**RECORDS FOR THIS TASK**
===
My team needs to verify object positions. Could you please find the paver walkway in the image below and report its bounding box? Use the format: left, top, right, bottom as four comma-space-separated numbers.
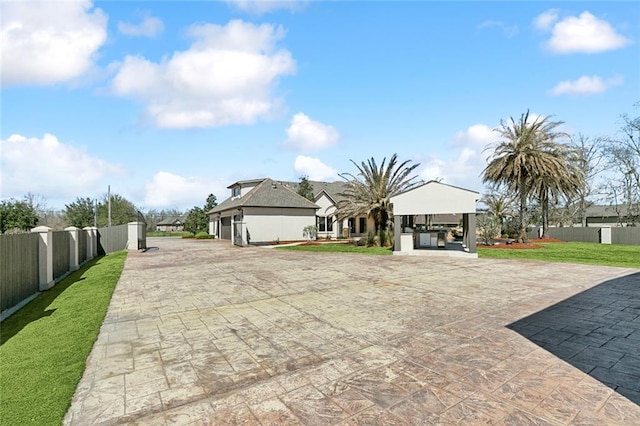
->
64, 239, 640, 426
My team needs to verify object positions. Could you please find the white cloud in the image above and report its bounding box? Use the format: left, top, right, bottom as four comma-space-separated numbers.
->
293, 155, 338, 180
417, 123, 502, 191
534, 11, 631, 54
227, 0, 307, 15
144, 171, 226, 210
0, 1, 107, 86
0, 133, 124, 199
118, 16, 164, 37
455, 124, 499, 150
282, 112, 340, 152
533, 9, 559, 31
551, 75, 623, 96
112, 20, 295, 128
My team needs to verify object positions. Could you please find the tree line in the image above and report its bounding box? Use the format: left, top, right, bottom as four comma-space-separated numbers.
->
480, 104, 640, 241
0, 193, 217, 234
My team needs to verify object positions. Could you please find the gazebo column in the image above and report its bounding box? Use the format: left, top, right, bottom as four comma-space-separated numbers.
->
462, 213, 477, 253
393, 215, 402, 251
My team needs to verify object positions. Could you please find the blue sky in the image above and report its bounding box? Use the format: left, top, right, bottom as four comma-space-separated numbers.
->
0, 1, 640, 210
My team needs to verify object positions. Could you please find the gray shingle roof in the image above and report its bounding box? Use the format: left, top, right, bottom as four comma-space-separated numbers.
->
280, 180, 346, 203
209, 178, 319, 214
===
**TASK STATEMENT**
Locate each line in the records that contains the string "white" and copy those lines out in full.

**EXERCISE OUTPUT**
My team needs to verify object positions. Could you please find the white cloud in the image above and report its bounding box? Use the format: left, top, right, bottom as four comma-space-separated numbers.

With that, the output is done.